• **Source text**:
++++

Search box in popular software apps

As users, the workflow is pretty simple. We can search for items by writing our queries in a search box and the ranking model in their system gives us back the top-N most relevant results.

How do we evaluate how good the top-N results are?

In this post, I will answer the above question by explaining the common offline metrics used in learning to rank problems. These metrics are useful not only for evaluating search results but also for problems like keyword extraction and item recommendation.

Problem Setup 1: Binary Relevance

Let’s take a simple toy example to understand the details and trade-offs of various evaluation metrics.

We have a ranking model that gives us back 5-most relevant results for a certain query. The first, third, and fifth results were relevant as per our ground-truth annotation.

Example of binary relevance

Let’s look at various metrics to evaluate this simple example.

A. Order-Unaware Metrics

1. Precision@k

This metric quantifies how many items in the top-K results were relevant. Mathematically, this is given by:

\[Precision@k = \frac{ true\ positives@k}{(true\ positives@k) + (false\ positives@k)}\]

For our example, precision@1 = 1 as all items in the first 1 results is relevant.

Precision@1 for 5 documents

Similarly, precision@2 = 0.5 as only one of the top-2 results are relevant.

Precision@2 for 5 documents

Thus, we can calculate the precision score for all k values.

k 1 2 3 4 5
Precision@k \(\frac{1}{1}=1\) \(\frac{1}{2}=0.5\) \(\frac{2}{3}=0.67\) \(\frac{2}{4}=0.5\) \(\frac{3}{5}=0.6\)

A limitation of precision@k is that it doesn’t consider the position of the relevant items. Consider two models A and B that have the same number of relevant results i.e. 3 out of 5.

For model A, the first three items were relevant, while for model B, the last three items were relevant. Precision@5 would be the same for both of these models even though model A is better.

Drawback of precision@k metric

2. Recall@k

This metric gives how many actual relevant results were shown out of all actual relevant results for the query. Mathematically, this is given by:

\[Recall@k = \frac{ true\ positives@k}{(true\ positives@k) + (false\ negatives@k)}\]

For our example, recall@1 = 0.33 as only one of the 3 actual relevant items are present.

Calculation of Recall@1 for 5 documents

Similarly, recall@3 = 0.67 as only two of the 3 actual relevant items are present.

Calculation of Recall@3 for 5 documents

Thus, we can calculate the recall score for different K values.

k 1 2 3 4 5
Recall@k \(\frac{1}{(1+2)}=\frac{1}{3}=0.33\) \(\frac{1}{(1+2)}=\frac{1}{3}=0.33\) \(\frac{2}{(2+1)}=\frac{2}{3}=0.67\) \(\frac{2}{(2+1)}=\frac{2}{3}=0.67\) \(\frac{3}{(3+0)}=\frac{3}{3}=1\)

++++

• **Actions to take**:
(a) Answer these questions about the text on ranking metrics:
(i) Which of the five results were relevant according to the ground-truth annotation?
(ii) What is precision@2 in the example?
(iii) What is recall@3 in the example?
(b) List every precision@k value that the text on ranking metrics gives in its table, one for each k from 1 to 5.
(c) Copy the passage of the text on ranking metrics starting at "1. Precision@k" and ending at "results is relevant.", and rename "relevant" as "useful" throughout it.
Use only the text on ranking metrics to answer, with no outside knowledge.

• **Available data**:
++++

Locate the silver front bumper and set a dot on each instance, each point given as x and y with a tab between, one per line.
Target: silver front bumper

++++

• **Completed exercise**:
(a)
(i) The first, third, and fifth results.
(ii) 0.5
(iii) 0.67

(b)
k = 1: 1
k = 2: 0.5
k = 3: 0.67
k = 4: 0.5
k = 5: 0.6

(c)
1. Precision@k

This metric quantifies how many items in the top-K results were useful. Mathematically, this is given by:

\[Precision@k = \frac{ true\ positives@k}{(true\ positives@k) + (false\ positives@k)}\]

For our example, precision@1 = 1 as all items in the first 1 results is useful.